◆ **WHAT IS REQUIRED**
How many lines of the data include the string "pier"? State the number and nothing else.

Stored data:

· · · · · · ·

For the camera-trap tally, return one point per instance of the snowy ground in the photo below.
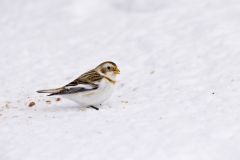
(178, 92)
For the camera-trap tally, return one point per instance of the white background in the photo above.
(177, 97)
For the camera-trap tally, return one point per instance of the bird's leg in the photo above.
(93, 107)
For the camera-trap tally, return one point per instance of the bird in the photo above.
(91, 88)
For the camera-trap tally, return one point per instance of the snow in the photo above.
(177, 97)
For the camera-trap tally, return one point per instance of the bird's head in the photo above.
(108, 69)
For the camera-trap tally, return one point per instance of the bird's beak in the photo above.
(116, 71)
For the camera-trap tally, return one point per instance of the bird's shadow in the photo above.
(61, 108)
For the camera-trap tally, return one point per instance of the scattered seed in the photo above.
(58, 99)
(124, 101)
(48, 102)
(31, 104)
(152, 72)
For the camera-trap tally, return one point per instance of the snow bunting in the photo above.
(91, 88)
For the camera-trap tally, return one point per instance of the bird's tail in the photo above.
(51, 91)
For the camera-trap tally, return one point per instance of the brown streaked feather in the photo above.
(87, 78)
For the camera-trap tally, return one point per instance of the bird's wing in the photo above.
(86, 82)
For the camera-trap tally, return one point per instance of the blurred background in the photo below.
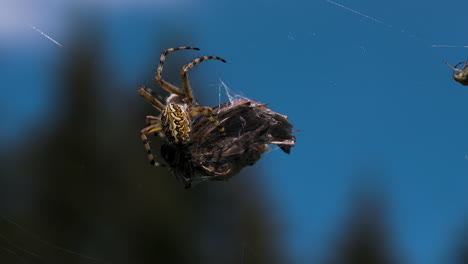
(378, 175)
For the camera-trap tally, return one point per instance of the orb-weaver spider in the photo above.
(176, 115)
(460, 75)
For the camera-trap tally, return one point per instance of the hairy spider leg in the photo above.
(165, 85)
(185, 80)
(156, 126)
(210, 114)
(146, 93)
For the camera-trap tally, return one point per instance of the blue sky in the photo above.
(367, 94)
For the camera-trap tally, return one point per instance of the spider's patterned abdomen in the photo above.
(176, 123)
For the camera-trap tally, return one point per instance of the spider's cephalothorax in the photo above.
(460, 75)
(176, 115)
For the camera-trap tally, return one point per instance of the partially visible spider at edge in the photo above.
(460, 75)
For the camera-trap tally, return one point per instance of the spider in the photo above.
(460, 75)
(175, 120)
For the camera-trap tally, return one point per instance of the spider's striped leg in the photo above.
(165, 85)
(186, 68)
(145, 92)
(210, 114)
(145, 131)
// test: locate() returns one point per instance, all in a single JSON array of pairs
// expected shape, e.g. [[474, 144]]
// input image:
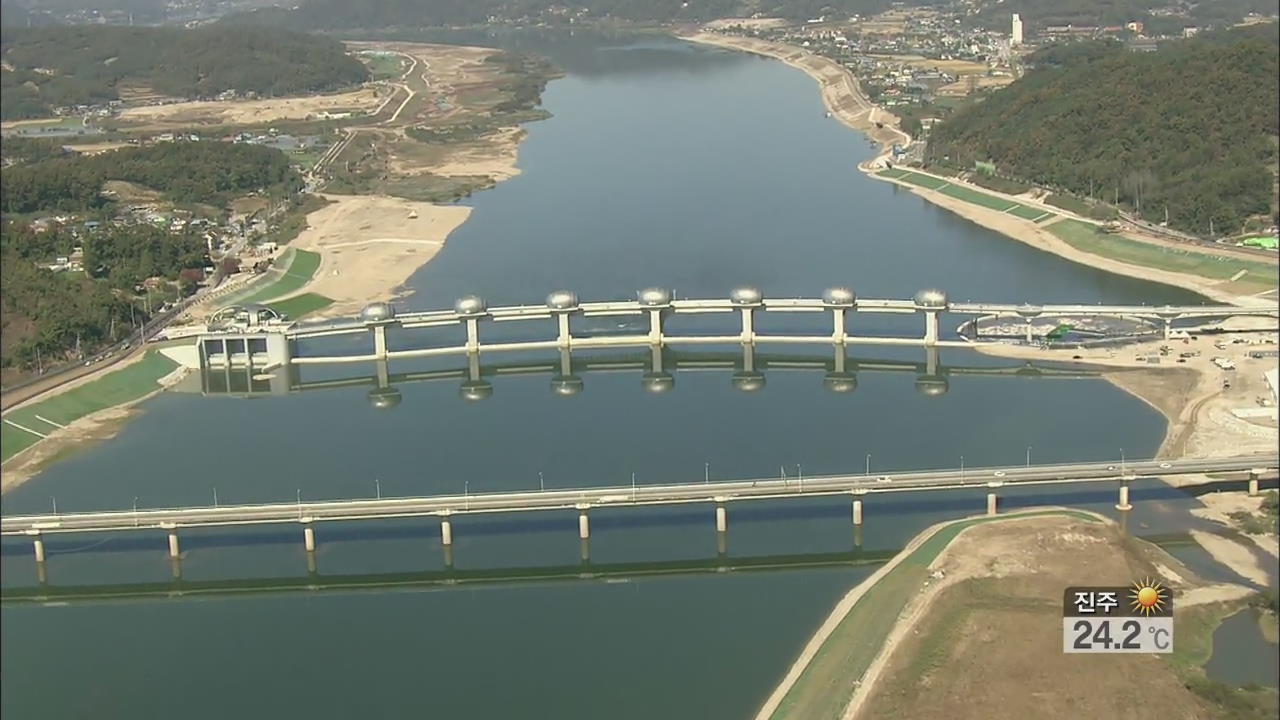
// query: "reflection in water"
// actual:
[[448, 577]]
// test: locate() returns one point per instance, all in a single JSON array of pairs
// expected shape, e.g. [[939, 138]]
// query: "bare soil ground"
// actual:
[[183, 115], [1219, 506], [840, 90], [986, 641], [82, 433], [1191, 395], [370, 245], [1234, 555]]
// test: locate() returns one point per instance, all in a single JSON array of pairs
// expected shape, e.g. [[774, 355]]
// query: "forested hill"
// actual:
[[343, 14], [48, 67], [1191, 127], [1091, 13]]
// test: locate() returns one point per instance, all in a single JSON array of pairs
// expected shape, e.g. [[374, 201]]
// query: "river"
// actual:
[[667, 164]]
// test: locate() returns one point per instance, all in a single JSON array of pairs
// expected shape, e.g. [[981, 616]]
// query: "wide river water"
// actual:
[[667, 164]]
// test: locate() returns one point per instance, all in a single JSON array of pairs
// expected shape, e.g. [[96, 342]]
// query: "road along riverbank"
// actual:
[[872, 643]]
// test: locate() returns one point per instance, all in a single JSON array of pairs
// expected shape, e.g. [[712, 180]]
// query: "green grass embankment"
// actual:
[[1089, 238], [301, 268], [826, 684], [301, 305], [969, 195], [114, 388]]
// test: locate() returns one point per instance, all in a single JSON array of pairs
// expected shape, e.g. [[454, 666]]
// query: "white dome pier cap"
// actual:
[[932, 302]]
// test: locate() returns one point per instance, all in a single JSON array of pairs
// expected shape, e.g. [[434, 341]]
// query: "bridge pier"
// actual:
[[656, 327], [174, 551], [309, 534], [39, 543], [931, 328], [1123, 504], [1255, 475], [472, 335]]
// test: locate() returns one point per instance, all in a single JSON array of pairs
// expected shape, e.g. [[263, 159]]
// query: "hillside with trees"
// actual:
[[1102, 13], [48, 314], [63, 65], [339, 14], [1189, 130], [202, 172]]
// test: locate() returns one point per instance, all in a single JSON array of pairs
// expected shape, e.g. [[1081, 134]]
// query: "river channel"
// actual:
[[663, 164]]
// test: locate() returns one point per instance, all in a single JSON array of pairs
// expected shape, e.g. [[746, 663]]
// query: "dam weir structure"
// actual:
[[259, 341], [257, 345]]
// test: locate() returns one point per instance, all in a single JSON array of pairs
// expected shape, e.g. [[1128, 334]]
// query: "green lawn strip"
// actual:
[[114, 388], [970, 195], [923, 181], [1089, 238], [823, 688], [14, 441], [302, 267], [1027, 213], [301, 305]]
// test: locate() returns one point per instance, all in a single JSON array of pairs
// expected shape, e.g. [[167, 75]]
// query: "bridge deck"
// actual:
[[584, 499]]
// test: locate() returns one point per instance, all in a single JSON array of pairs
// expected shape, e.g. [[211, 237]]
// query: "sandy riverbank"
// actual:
[[1191, 395], [1032, 554], [1036, 236], [369, 245], [81, 433], [841, 92]]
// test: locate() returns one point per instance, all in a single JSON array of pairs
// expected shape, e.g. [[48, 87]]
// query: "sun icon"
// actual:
[[1148, 596]]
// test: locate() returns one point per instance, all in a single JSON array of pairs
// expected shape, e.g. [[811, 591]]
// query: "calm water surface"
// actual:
[[663, 164]]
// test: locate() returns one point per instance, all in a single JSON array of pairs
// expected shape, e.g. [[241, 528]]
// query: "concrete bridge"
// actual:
[[657, 372], [256, 337], [584, 501]]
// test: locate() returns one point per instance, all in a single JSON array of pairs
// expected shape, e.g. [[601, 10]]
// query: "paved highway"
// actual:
[[622, 496]]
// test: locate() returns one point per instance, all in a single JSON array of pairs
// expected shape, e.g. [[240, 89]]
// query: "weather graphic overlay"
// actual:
[[1147, 597], [1138, 618]]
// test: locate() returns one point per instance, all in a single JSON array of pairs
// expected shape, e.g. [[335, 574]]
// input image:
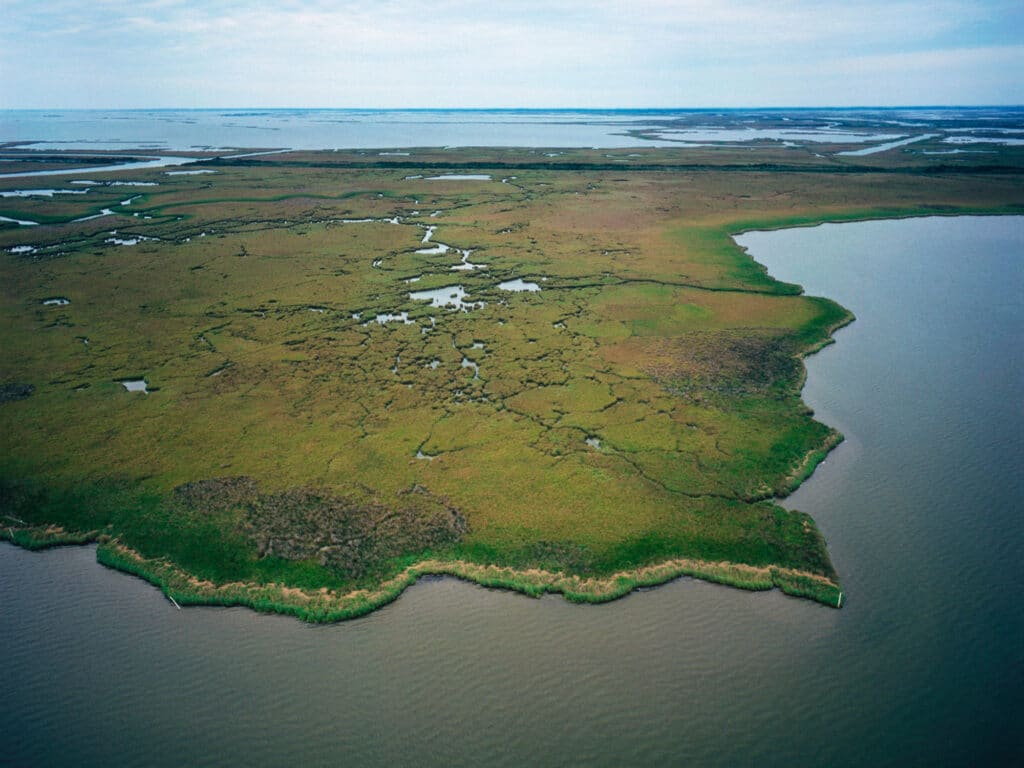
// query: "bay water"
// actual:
[[922, 667]]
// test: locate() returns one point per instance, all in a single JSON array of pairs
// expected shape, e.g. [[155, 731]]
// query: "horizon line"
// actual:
[[790, 108]]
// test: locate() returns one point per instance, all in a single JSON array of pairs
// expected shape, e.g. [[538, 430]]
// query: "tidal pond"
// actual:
[[922, 667]]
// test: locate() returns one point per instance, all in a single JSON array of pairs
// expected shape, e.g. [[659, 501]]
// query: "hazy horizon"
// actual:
[[146, 54]]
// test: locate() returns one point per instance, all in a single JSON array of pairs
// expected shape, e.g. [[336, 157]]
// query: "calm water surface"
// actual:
[[924, 665]]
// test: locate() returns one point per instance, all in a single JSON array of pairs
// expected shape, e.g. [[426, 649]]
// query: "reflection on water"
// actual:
[[922, 667]]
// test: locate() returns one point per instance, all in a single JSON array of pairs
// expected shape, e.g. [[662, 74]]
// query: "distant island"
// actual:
[[300, 380]]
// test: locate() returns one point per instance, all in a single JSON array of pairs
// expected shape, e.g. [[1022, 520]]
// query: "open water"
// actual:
[[924, 666]]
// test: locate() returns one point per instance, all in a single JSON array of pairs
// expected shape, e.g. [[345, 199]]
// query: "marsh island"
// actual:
[[300, 380]]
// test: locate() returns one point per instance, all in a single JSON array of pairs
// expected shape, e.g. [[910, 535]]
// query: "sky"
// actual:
[[509, 53]]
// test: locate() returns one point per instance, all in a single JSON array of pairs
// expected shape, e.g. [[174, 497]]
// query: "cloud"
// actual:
[[466, 52]]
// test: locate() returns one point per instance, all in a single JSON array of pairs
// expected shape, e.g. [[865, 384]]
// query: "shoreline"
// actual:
[[324, 605]]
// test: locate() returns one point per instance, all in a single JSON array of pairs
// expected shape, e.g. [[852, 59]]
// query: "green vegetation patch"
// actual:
[[310, 423]]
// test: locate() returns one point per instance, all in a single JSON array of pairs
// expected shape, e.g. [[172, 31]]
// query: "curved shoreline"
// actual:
[[329, 605]]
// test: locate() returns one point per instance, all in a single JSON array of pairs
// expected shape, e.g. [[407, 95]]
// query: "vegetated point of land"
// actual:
[[567, 378]]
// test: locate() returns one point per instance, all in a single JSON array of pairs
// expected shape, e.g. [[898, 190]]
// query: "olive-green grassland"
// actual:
[[297, 451]]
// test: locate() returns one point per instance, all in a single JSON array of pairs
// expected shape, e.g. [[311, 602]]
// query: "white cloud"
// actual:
[[466, 52]]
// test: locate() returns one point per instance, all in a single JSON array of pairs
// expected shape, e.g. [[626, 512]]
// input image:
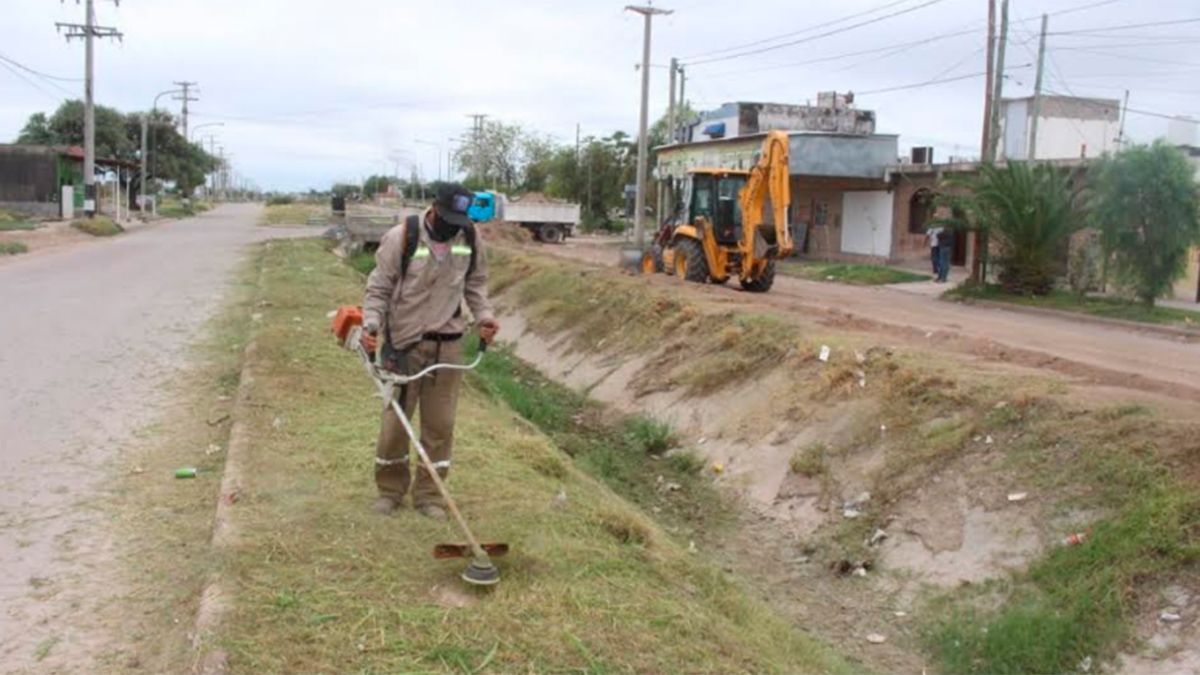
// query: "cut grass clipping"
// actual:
[[12, 248], [99, 226], [325, 585], [851, 273], [1102, 306]]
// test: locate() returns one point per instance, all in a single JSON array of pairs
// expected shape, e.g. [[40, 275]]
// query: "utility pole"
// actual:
[[1037, 90], [477, 138], [990, 77], [997, 94], [88, 31], [184, 87], [671, 133], [213, 153], [648, 13], [1125, 111]]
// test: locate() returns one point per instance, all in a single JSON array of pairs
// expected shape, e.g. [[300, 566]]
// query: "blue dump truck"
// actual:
[[549, 220]]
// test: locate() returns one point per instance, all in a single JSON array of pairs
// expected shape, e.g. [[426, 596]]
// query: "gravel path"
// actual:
[[91, 334]]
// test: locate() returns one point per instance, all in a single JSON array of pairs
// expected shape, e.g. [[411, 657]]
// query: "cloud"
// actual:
[[311, 91]]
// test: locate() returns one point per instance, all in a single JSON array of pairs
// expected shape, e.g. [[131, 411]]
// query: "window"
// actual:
[[702, 197], [921, 210]]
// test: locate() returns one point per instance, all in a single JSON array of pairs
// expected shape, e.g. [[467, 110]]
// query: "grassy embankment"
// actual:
[[99, 226], [324, 585], [1062, 300], [298, 213], [1135, 471], [10, 221], [173, 207], [850, 273]]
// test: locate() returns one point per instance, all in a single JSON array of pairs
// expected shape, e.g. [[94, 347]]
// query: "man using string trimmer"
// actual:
[[425, 268]]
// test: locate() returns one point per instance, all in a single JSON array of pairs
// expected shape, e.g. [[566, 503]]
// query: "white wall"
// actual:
[[1015, 144], [867, 223], [1061, 138]]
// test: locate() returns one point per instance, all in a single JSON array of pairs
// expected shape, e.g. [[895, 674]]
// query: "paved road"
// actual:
[[1089, 352], [89, 333]]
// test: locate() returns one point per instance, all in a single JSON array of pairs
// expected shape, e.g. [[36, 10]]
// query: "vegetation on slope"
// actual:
[[323, 584], [1131, 470]]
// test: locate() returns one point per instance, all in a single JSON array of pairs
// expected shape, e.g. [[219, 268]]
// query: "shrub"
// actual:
[[1146, 208], [1031, 210], [99, 226], [12, 248]]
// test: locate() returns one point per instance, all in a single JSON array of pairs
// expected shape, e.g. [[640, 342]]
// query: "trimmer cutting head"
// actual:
[[481, 573]]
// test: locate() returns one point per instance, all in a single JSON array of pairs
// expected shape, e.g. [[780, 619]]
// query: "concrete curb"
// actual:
[[216, 596], [1188, 334]]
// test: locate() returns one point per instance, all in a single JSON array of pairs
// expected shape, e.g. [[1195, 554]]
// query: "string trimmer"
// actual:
[[348, 329]]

· · · · · · ·

◆ **SOLUTION**
2